## How to complete this task
Each record that follows should be repeated exactly, with no pictures carried over.

□ □ □ □ □ □ □

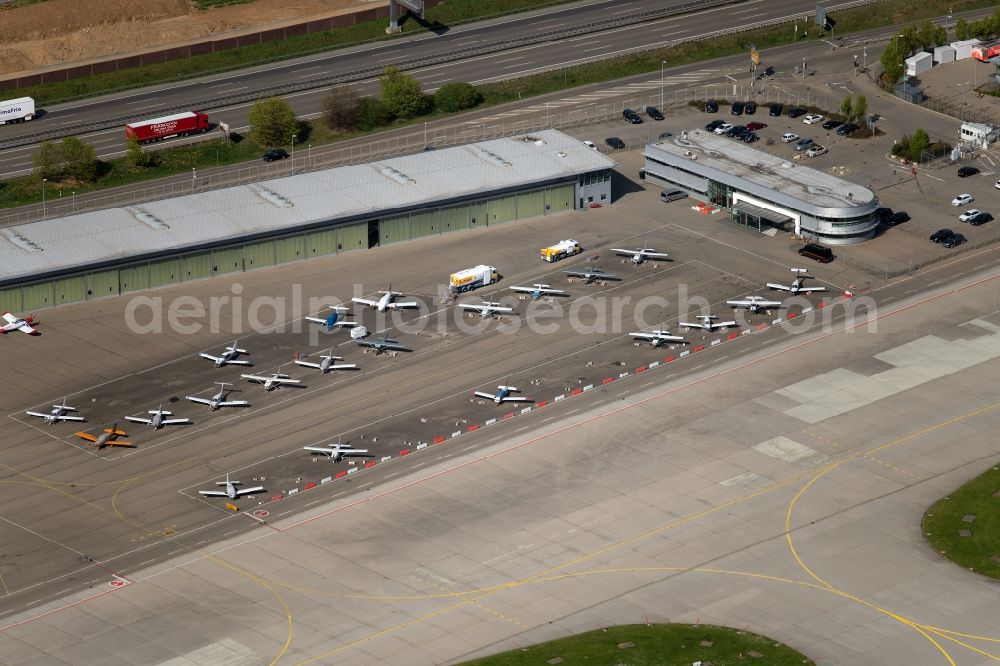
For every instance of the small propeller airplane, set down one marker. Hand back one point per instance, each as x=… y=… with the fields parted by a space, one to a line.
x=231 y=491
x=641 y=254
x=109 y=437
x=387 y=302
x=157 y=421
x=58 y=414
x=708 y=323
x=271 y=382
x=336 y=452
x=487 y=309
x=503 y=395
x=801 y=275
x=658 y=338
x=591 y=275
x=219 y=399
x=15 y=323
x=333 y=319
x=538 y=290
x=754 y=303
x=384 y=344
x=229 y=356
x=327 y=364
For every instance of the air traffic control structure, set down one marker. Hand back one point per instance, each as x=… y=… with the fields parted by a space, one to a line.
x=297 y=218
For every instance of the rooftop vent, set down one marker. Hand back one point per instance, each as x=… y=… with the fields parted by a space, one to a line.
x=23 y=242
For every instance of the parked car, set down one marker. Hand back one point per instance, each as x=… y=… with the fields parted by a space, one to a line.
x=953 y=241
x=968 y=215
x=276 y=154
x=941 y=234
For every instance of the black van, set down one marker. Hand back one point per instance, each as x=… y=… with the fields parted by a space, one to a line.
x=824 y=255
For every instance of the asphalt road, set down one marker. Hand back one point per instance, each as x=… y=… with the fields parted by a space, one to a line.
x=515 y=62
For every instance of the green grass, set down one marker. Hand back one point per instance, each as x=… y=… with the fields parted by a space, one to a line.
x=943 y=521
x=654 y=645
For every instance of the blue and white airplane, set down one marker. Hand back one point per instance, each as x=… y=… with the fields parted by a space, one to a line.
x=503 y=395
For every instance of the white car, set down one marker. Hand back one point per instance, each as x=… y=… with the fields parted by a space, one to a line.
x=968 y=215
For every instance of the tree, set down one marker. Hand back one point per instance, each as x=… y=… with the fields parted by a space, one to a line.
x=846 y=106
x=272 y=122
x=456 y=96
x=919 y=142
x=401 y=94
x=342 y=108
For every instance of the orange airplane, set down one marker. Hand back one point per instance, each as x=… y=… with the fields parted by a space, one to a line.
x=108 y=438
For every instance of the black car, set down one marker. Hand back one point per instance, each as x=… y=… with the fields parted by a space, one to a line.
x=953 y=241
x=981 y=218
x=941 y=235
x=276 y=154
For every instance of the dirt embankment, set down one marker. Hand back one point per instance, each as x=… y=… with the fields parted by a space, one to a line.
x=62 y=32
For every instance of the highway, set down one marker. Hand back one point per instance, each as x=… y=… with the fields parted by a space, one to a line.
x=516 y=61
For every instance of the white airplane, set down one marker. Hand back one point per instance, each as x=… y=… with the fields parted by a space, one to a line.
x=333 y=319
x=58 y=413
x=383 y=344
x=219 y=399
x=503 y=395
x=539 y=290
x=327 y=364
x=590 y=275
x=274 y=381
x=754 y=303
x=487 y=309
x=658 y=338
x=337 y=451
x=801 y=275
x=229 y=356
x=708 y=323
x=387 y=302
x=15 y=323
x=157 y=421
x=231 y=491
x=640 y=255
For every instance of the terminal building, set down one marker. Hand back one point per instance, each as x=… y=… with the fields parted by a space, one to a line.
x=761 y=190
x=297 y=218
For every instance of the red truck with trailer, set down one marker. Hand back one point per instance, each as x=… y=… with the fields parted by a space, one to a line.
x=157 y=129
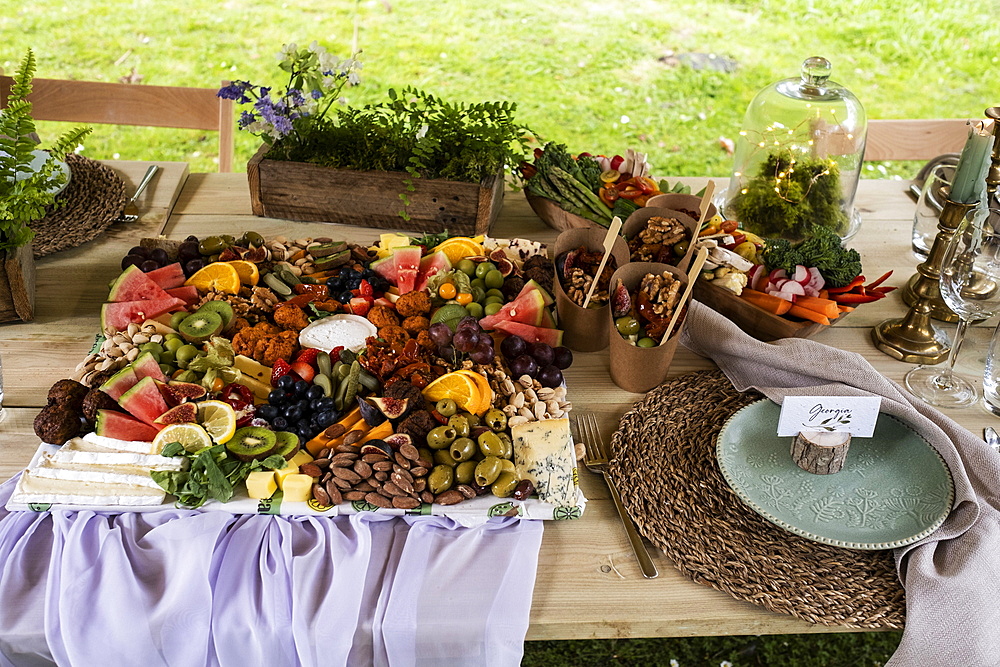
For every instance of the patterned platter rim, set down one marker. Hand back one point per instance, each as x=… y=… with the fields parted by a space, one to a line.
x=740 y=491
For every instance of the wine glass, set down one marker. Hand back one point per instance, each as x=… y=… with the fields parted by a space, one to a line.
x=970 y=285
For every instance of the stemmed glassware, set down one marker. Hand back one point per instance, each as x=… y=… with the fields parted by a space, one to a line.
x=970 y=285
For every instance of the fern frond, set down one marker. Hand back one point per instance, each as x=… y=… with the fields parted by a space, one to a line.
x=22 y=79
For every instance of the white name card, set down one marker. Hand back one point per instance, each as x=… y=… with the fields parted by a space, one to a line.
x=851 y=414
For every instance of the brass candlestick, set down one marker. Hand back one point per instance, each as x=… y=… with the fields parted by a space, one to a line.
x=914 y=338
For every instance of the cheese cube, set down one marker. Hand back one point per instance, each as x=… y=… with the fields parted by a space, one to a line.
x=543 y=453
x=297 y=488
x=261 y=484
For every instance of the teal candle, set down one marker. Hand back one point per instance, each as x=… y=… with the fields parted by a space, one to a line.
x=973 y=164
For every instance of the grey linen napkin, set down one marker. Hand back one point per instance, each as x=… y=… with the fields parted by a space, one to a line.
x=951 y=577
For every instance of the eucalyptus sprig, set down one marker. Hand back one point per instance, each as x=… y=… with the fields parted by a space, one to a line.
x=24 y=194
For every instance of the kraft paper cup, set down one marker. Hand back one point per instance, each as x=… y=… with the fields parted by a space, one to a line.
x=689 y=204
x=585 y=330
x=637 y=222
x=639 y=369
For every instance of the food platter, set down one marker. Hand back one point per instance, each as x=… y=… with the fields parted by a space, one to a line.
x=318 y=376
x=895 y=489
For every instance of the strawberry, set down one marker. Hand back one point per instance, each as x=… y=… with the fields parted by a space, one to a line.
x=307 y=355
x=304 y=370
x=279 y=369
x=359 y=305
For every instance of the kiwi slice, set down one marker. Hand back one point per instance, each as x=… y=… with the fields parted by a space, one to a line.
x=223 y=308
x=200 y=325
x=252 y=442
x=288 y=444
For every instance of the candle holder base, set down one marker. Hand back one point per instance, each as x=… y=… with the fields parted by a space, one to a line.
x=915 y=342
x=930 y=292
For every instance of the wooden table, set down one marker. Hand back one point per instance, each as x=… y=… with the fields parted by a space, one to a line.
x=588 y=582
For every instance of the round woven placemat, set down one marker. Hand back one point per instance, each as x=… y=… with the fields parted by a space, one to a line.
x=665 y=466
x=93 y=199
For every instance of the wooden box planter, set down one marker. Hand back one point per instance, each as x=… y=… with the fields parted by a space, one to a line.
x=17 y=285
x=304 y=191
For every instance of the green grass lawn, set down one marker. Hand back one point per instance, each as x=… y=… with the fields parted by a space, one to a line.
x=598 y=76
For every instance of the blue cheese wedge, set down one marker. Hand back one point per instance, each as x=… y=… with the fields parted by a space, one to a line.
x=543 y=453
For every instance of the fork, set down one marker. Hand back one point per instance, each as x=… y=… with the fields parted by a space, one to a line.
x=131 y=212
x=596 y=460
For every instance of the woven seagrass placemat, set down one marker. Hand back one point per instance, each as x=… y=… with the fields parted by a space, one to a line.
x=666 y=468
x=93 y=199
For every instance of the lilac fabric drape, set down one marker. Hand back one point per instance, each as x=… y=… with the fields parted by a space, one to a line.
x=186 y=588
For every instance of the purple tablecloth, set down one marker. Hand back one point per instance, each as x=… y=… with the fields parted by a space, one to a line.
x=192 y=588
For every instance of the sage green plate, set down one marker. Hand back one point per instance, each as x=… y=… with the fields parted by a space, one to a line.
x=893 y=490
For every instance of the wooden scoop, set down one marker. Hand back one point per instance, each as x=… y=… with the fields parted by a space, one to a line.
x=609 y=242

□ □ □ □ □ □ □

## Problem solution
For every instance of the small propeller airplane, set down one marker. Hand back one point per instance, each as x=… y=… with the fields parted by a space, one to a line.
x=231 y=491
x=641 y=254
x=109 y=437
x=387 y=302
x=157 y=421
x=58 y=414
x=708 y=323
x=271 y=382
x=336 y=452
x=487 y=309
x=503 y=395
x=801 y=275
x=658 y=338
x=591 y=275
x=219 y=399
x=15 y=323
x=333 y=319
x=538 y=290
x=754 y=303
x=384 y=344
x=229 y=356
x=327 y=364
For every instance of the air traffic control structure, set down one marker. Hand back one point per instance, each as x=… y=… with the fields parted by a space, one to a line.
x=297 y=218
For every instance of the rooftop vent, set down one marker. Hand back one point per instance, each as x=… y=… with the fields parted by a space, one to a line.
x=23 y=242
For every instance of the parked car, set down one marker. Hand back one point per instance, each as x=… y=… with the fields parted by a space, one to a line.
x=953 y=241
x=968 y=215
x=276 y=154
x=941 y=234
For every instance of the black van, set down one marker. Hand back one point per instance, each as x=… y=… with the fields parted by a space, one to a line.
x=824 y=255
For every instance of the asphalt road, set down one marker. Hand back one point per instance, each as x=… y=… with the fields parted by a space, one to a line.
x=515 y=62
For every instance of the green grass, set down one marker. Hand back one point per instance, each as x=… y=… with the fields parted by a space, one to a line.
x=943 y=521
x=654 y=645
For every instance of the blue and white airplane, set down one marker. Hand back one point per instance, each as x=… y=… with the fields parted by a space, one to a line.
x=503 y=395
For every instance of the white car, set down one marker. Hand back one point per instance, each as x=… y=… with the fields parted by a space, one to a line.
x=968 y=215
For every instance of the tree, set down one marker. Hand back one point per instance, each as x=… y=… with the fields parted by a space, one to a line.
x=846 y=106
x=272 y=122
x=456 y=96
x=919 y=142
x=401 y=94
x=342 y=108
For every instance of the orange airplane, set down one marker. Hand back one point per instance, each as x=… y=… with the fields parted by a space, one to a line.
x=108 y=438
For every instance of the black car, set down one marker. Hand back one point per instance, each as x=… y=… with the fields parted by a space, one to a line.
x=953 y=241
x=981 y=218
x=941 y=235
x=276 y=154
For every instance of the dirt embankment, set down one marker. Hand back one point per instance, each as x=… y=… with the fields parted by a space, one to a line.
x=62 y=32
For every instance of the highway, set down one marker. Hand back one point per instance, each as x=… y=… with the fields parted by a space, one to a line.
x=516 y=61
For every instance of the white airplane, set down one marker. Hand back one point per instance, each as x=… y=… with the fields parted by a space, one to a line.
x=333 y=319
x=58 y=413
x=383 y=344
x=219 y=399
x=503 y=395
x=539 y=290
x=327 y=364
x=590 y=275
x=274 y=381
x=754 y=303
x=487 y=309
x=658 y=338
x=337 y=451
x=801 y=275
x=229 y=356
x=708 y=323
x=387 y=302
x=15 y=323
x=157 y=421
x=231 y=491
x=640 y=255
For every instance of the terminal building, set down one marker. Hand back one point per instance, each as x=… y=… with the fields parted by a space, one to a line.
x=761 y=190
x=297 y=218
For every instance of the red truck with trailer, set down one marker. Hand back one point per instance, each as x=… y=… with the fields parted by a space, one to a line.
x=157 y=129
For every instance of the patterned platter rim, set down one marker. Hand back one point per instance, each as x=… y=… with the fields parted by a space, one to a line.
x=740 y=491
For every instance of the wine glass, set down one marker. Hand back one point per instance, each as x=… y=… with the fields parted by a space, one to a line.
x=970 y=285
For every instance of the stemmed glassware, set down one marker. Hand back one point per instance, each as x=… y=… with the fields parted by a space, one to a line.
x=970 y=285
For every instance of the fern frond, set down one marker. Hand back one point per instance, each as x=… y=… with the fields parted by a space, one to a line.
x=22 y=79
For every instance of the white name card, set down one marker. Hand back one point per instance, each as x=… y=… with the fields parted by a space, one to a line.
x=851 y=414
For every instance of the brass candlestick, set down one marker. Hand back one point per instance, each as x=… y=… with the fields parted by a space, one to a line.
x=914 y=338
For every instance of the cheese cube, set down one marker. Hand back one point per instance, each as x=… y=… with the fields parted by a space, one to a line.
x=543 y=453
x=297 y=488
x=261 y=484
For every instance of the teal candle, set down one marker. Hand back one point per instance, each as x=… y=… with the fields parted by a space, one to a line.
x=973 y=164
For every instance of the grey linen napkin, set down one marker. Hand back one point per instance, each as x=… y=… with the fields parted by a space, one to a line.
x=951 y=577
For every instance of the eucalyptus sprig, set down one marker. Hand back one point per instance, each as x=… y=… with the fields parted by a space, one to a line.
x=24 y=194
For every instance of the kraft paper cup, set down one marker. Hand back one point per instance, each as x=… y=… with the fields parted by a space, one to a line.
x=689 y=204
x=585 y=330
x=637 y=222
x=639 y=369
For every instance of the food platter, set down one marker. Hand back one point per instance, each as x=… y=… with the fields parted by a space, one to a line.
x=318 y=376
x=895 y=489
For every instance of the strawberry, set down one marker. Hand back one point per instance, each as x=… y=… with the fields parted by a space, one to a line.
x=307 y=355
x=304 y=370
x=279 y=369
x=359 y=305
For every instance of the kiwi slice, set down one marker. Hand back one point per instance, each as x=… y=… with the fields parted by a space, one to a line.
x=223 y=308
x=200 y=325
x=252 y=442
x=288 y=444
For every instance of the candle holder base, set down one marker. Hand back one point per instance, each as x=… y=… with the fields parted by a space, one to a line.
x=915 y=342
x=930 y=292
For every instance of the wooden table, set down one marker. Hand back one point per instance, each as x=… y=… with the fields parted by a space, one to a line.
x=588 y=582
For every instance of the round woven placemat, set down one marker. Hand back one point per instance, each as x=… y=… with the fields parted by a space, one to a line.
x=665 y=466
x=93 y=199
For every instance of the wooden box planter, set down one marker. Hand back one point per instance, each as x=… y=… with the fields parted by a space, one to a line.
x=17 y=285
x=304 y=191
For every instance of the green grass lawn, set down one marker. Hand back one point per instance, each as x=… y=… with the fields parted by a space, one to a line.
x=598 y=76
For every instance of the blue cheese wedge, set down one marker. Hand back one point per instance, each as x=… y=… with the fields parted by a space, one to a line.
x=543 y=453
For every instance of the fork, set down one marker. Hand back one point per instance, each as x=… y=… with the fields parted by a space, one to a line.
x=131 y=212
x=596 y=460
For every instance of the woven seagrass placemat, set down one marker. Hand back one point per instance, each as x=… y=… with the fields parted by a space, one to a line.
x=666 y=468
x=93 y=199
For every instance of the lilac fabric drape, set down one marker. Hand back one point per instance, each as x=… y=… with the fields parted by a space, one to a line.
x=186 y=588
For every instance of the purple tablecloth, set down one marker. Hand back one point per instance, each as x=… y=… with the fields parted by a space, one to a line.
x=192 y=588
For every instance of the sage green plate, set down one marker. Hand back one point per instance, each as x=… y=… with the fields parted by a space, one to a line.
x=893 y=490
For every instance of the wooden scoop, set down one marker. Hand back one point per instance, each as x=… y=… with the fields parted by a space, one to a line.
x=609 y=242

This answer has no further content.